STATED EXERCISE
Find the line that contains "Where can the blue wall". Repeat that line and all lines following it, exactly, through the end of the listing below.
** Begin RECORDS TO PROCESS **
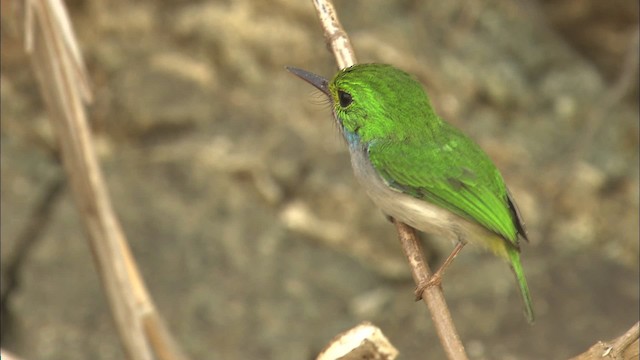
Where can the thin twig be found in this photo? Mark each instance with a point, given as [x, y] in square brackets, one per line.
[338, 42]
[64, 84]
[625, 347]
[431, 295]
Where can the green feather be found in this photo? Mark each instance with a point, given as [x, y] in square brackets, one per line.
[450, 171]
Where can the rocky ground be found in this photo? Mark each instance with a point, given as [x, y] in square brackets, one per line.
[236, 192]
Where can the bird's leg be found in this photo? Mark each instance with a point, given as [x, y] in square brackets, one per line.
[436, 278]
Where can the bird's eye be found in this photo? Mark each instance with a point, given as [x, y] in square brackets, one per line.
[345, 98]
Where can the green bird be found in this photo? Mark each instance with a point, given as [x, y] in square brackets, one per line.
[418, 168]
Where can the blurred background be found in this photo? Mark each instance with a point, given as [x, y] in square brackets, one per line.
[236, 193]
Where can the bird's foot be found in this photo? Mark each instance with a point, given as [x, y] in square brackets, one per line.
[436, 278]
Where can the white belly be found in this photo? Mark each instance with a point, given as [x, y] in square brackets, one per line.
[417, 213]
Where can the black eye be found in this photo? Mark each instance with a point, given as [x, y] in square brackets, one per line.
[345, 98]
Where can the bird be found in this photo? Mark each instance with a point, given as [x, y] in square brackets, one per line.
[421, 170]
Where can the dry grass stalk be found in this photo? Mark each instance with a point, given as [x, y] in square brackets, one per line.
[64, 83]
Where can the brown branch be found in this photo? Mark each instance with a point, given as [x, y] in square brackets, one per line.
[625, 347]
[338, 42]
[64, 84]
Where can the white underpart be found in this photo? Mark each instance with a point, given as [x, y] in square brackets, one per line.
[417, 213]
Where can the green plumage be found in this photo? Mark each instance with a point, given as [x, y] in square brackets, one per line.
[417, 167]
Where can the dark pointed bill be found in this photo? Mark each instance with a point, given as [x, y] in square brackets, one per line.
[316, 80]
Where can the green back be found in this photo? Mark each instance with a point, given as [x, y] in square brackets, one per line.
[416, 152]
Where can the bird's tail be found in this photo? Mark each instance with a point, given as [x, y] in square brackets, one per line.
[516, 265]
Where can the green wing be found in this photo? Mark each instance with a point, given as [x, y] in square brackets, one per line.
[454, 174]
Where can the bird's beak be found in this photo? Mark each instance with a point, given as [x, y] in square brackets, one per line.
[316, 80]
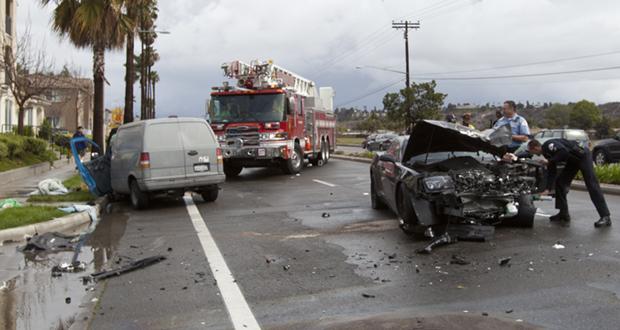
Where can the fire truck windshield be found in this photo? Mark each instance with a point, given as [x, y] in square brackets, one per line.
[243, 108]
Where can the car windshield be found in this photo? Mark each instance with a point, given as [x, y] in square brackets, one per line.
[435, 157]
[573, 134]
[242, 108]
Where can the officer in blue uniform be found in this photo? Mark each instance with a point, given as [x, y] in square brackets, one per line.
[576, 158]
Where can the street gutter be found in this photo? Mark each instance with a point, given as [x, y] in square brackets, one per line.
[610, 189]
[62, 224]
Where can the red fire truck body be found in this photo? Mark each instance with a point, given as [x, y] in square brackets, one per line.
[272, 118]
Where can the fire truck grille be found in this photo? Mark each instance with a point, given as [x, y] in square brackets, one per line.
[249, 135]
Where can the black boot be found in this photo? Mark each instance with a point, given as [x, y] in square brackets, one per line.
[560, 217]
[603, 222]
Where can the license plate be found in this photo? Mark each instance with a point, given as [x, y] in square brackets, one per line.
[201, 167]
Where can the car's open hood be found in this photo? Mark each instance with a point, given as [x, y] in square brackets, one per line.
[439, 136]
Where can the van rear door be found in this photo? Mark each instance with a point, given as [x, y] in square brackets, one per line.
[200, 148]
[165, 150]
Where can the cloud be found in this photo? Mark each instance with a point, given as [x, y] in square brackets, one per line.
[325, 40]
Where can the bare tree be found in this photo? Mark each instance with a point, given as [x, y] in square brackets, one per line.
[29, 72]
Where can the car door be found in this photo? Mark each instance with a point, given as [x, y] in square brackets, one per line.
[165, 151]
[200, 149]
[390, 172]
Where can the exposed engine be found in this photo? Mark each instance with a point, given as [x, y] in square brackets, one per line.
[497, 179]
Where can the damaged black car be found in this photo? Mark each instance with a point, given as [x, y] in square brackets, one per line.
[446, 177]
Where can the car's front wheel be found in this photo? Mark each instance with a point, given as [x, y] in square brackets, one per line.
[600, 157]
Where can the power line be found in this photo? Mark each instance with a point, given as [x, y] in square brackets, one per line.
[365, 95]
[559, 60]
[523, 75]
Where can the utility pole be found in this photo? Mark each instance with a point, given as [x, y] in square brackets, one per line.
[406, 25]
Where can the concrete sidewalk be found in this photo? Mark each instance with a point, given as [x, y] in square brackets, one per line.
[19, 189]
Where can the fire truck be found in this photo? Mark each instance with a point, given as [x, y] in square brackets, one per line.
[272, 117]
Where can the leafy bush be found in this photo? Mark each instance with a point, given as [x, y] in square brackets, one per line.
[606, 174]
[35, 146]
[45, 131]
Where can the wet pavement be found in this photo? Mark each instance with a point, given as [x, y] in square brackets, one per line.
[33, 299]
[309, 255]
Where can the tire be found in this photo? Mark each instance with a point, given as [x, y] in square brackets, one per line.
[409, 223]
[231, 170]
[600, 157]
[375, 201]
[294, 164]
[526, 215]
[139, 199]
[210, 194]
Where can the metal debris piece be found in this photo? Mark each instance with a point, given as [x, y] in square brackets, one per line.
[456, 260]
[127, 268]
[444, 239]
[505, 261]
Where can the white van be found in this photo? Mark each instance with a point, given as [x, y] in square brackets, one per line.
[168, 155]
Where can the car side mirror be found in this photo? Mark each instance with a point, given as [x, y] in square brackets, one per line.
[387, 158]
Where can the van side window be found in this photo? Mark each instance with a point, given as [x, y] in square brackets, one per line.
[196, 135]
[162, 136]
[129, 138]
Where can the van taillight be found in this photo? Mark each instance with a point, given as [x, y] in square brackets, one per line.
[220, 158]
[145, 160]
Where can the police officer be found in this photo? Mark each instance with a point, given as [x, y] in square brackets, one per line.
[577, 158]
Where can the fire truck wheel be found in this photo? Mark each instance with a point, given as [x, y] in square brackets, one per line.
[294, 164]
[232, 170]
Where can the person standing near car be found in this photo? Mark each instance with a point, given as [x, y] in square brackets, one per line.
[577, 158]
[518, 125]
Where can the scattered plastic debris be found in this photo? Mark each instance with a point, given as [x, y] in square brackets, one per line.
[9, 203]
[456, 260]
[505, 261]
[127, 268]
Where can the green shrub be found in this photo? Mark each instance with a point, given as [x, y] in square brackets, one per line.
[35, 146]
[45, 131]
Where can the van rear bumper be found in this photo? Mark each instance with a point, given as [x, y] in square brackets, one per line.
[185, 183]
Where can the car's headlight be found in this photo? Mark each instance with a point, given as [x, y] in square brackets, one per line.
[438, 183]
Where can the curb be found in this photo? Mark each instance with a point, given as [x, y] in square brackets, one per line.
[55, 225]
[609, 189]
[29, 171]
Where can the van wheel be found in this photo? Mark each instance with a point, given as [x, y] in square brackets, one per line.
[139, 199]
[209, 194]
[232, 170]
[294, 164]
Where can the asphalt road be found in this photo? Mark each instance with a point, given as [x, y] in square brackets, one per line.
[308, 254]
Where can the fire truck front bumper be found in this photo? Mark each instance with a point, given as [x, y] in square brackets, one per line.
[261, 152]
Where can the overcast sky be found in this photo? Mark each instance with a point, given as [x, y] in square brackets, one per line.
[325, 40]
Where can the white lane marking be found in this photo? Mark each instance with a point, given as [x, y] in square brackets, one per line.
[325, 183]
[238, 309]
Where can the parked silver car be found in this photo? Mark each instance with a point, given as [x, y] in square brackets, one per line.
[169, 155]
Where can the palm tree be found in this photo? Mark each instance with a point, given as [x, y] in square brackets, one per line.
[96, 24]
[154, 78]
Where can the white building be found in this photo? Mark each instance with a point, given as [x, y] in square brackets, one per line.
[8, 42]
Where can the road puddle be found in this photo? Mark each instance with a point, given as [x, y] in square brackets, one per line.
[30, 298]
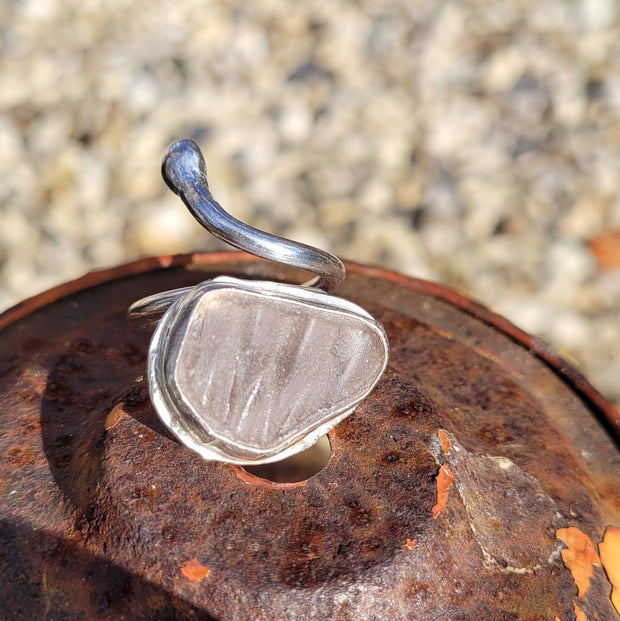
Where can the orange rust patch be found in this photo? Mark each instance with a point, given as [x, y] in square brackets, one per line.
[609, 549]
[114, 416]
[444, 481]
[606, 249]
[579, 614]
[194, 571]
[445, 441]
[579, 556]
[20, 455]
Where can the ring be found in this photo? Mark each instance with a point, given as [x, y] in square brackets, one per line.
[251, 372]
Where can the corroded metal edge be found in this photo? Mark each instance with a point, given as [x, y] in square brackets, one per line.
[606, 413]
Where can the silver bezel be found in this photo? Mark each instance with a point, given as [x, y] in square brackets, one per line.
[179, 416]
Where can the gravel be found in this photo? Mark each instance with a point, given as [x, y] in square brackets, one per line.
[473, 143]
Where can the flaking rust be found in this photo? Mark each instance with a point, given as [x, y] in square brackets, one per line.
[106, 516]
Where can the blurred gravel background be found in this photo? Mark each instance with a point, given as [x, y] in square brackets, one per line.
[472, 142]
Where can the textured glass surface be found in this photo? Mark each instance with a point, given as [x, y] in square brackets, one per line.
[259, 370]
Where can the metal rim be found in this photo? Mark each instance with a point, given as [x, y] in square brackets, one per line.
[605, 411]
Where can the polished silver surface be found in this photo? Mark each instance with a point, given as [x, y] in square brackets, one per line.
[250, 372]
[185, 172]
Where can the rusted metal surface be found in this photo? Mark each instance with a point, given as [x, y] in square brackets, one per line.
[101, 509]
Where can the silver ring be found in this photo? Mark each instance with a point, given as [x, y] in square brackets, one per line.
[250, 372]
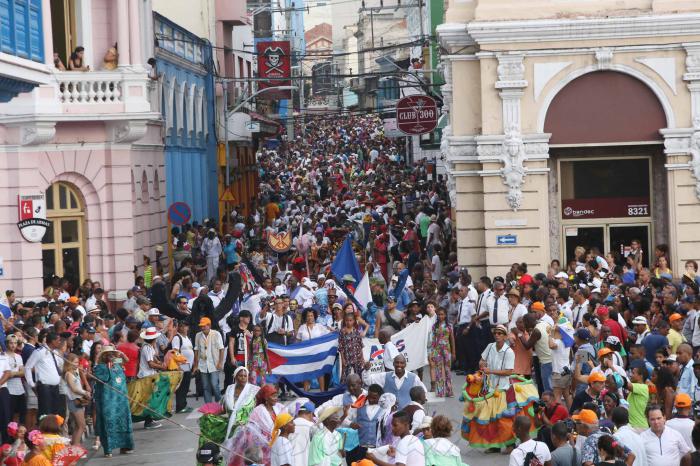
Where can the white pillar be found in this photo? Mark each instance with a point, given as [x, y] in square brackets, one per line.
[48, 32]
[135, 32]
[84, 14]
[123, 32]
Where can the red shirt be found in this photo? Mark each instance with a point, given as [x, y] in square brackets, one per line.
[131, 351]
[615, 329]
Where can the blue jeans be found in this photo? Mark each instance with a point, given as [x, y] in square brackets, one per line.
[546, 374]
[210, 383]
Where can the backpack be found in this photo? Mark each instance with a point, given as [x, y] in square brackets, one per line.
[531, 459]
[170, 343]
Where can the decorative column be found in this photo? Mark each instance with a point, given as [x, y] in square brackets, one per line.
[123, 32]
[511, 82]
[134, 32]
[692, 76]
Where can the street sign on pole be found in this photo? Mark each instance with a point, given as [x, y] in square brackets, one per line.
[179, 213]
[416, 114]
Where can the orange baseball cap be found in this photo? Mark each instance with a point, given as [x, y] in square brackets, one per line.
[683, 400]
[586, 416]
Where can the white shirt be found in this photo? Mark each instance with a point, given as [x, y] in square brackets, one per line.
[281, 452]
[683, 426]
[305, 297]
[633, 441]
[209, 348]
[499, 359]
[577, 313]
[666, 450]
[184, 345]
[148, 354]
[517, 456]
[337, 402]
[331, 445]
[44, 363]
[418, 416]
[503, 307]
[304, 333]
[379, 378]
[566, 309]
[560, 356]
[14, 385]
[4, 367]
[484, 304]
[436, 273]
[216, 297]
[519, 311]
[390, 352]
[465, 311]
[410, 452]
[300, 439]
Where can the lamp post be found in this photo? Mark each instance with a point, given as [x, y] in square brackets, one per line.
[235, 109]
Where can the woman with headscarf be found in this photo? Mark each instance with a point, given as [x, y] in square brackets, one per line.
[113, 412]
[281, 447]
[257, 432]
[611, 400]
[239, 399]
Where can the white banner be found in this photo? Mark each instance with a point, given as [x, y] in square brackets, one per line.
[412, 342]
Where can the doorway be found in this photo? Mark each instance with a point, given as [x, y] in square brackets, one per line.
[63, 246]
[609, 237]
[64, 29]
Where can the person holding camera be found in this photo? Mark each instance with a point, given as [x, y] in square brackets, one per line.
[561, 370]
[563, 454]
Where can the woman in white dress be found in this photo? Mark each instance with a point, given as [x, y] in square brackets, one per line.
[257, 432]
[239, 399]
[308, 330]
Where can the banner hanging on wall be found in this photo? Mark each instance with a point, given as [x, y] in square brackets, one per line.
[274, 67]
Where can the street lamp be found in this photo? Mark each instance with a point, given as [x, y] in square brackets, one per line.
[235, 109]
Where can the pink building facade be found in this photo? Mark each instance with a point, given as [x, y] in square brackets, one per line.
[88, 147]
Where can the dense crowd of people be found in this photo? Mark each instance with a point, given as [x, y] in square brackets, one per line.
[610, 340]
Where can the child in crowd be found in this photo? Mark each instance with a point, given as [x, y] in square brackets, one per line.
[258, 363]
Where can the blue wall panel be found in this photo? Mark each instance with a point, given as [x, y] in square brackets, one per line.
[190, 158]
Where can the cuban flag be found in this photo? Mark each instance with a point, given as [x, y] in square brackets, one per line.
[566, 330]
[5, 310]
[303, 361]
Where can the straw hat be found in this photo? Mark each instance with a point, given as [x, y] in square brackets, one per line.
[108, 349]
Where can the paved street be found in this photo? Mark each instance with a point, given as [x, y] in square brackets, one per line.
[173, 446]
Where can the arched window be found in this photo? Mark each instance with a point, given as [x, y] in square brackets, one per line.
[156, 185]
[144, 187]
[63, 246]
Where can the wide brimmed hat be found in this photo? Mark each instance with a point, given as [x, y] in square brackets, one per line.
[108, 349]
[150, 333]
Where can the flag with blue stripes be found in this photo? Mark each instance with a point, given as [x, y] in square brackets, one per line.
[303, 361]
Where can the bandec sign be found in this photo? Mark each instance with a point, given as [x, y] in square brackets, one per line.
[416, 114]
[605, 207]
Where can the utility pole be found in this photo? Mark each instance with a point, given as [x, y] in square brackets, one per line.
[290, 106]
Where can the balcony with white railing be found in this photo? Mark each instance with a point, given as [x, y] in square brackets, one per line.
[103, 91]
[22, 65]
[80, 95]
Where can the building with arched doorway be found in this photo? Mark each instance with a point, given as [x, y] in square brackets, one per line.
[572, 124]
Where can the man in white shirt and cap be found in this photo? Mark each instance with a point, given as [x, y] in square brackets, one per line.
[663, 445]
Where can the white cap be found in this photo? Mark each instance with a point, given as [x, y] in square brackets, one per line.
** End RECORDS TO PROCESS **
SOLUTION TO THIS EXERCISE
Where can the blue wall panel be found in this photo? Mark each instance with a point, given as [x, y] in square brackets, one per line.
[190, 158]
Where can the cuban flag be found in this photo? Mark each instance with a point, given as [x, y] in square brackets, one per line.
[566, 330]
[5, 310]
[303, 361]
Where can the straw hat be found in this photo? Mark each instance with a point, given as [x, y] in square brackets, one per line.
[108, 349]
Where can the paved street be found in this photo? Mark each instance with a point, given as [x, y] in square brackets, one per line.
[173, 446]
Where can the arched window be found in this photo? Mark each instance with a point, given as [x, y] in square brackets, one per line.
[156, 185]
[144, 187]
[63, 246]
Where can the wide brimmed hat be found in this photo? Mark each instance with a point, given as [x, y] in square brackets, one per line.
[108, 349]
[150, 333]
Where can the flag with blue stripes be found in this photo? Mark each instance with a point, given as [x, y] in square brackets, one per line.
[303, 361]
Where can the bandec sign be found in this photo? Mark each instance with a point, given as [x, y] in square brackets, one per line.
[416, 114]
[605, 207]
Where can the utility pole be found in this photo? Mark each instance with a point, given as [x, y] in square brackets, one per line.
[290, 106]
Where can the balcony with white railing be found in this photo? Mark each instance with a point, given as [x, y] in square brackets, one per line.
[103, 91]
[22, 65]
[80, 95]
Where can the building with arched doorway be found in this photo? Mark each instance with a point, given as [x, y] in square brackets, one per line.
[572, 124]
Where can the man in white shirt and cap be found in this photo? Mark each instance with a point, given as [x, y] in square brackets, one per line.
[663, 445]
Where can the white cap be found in this photo? Mark each instance with a point, given as [x, y] in square brackets, one per line.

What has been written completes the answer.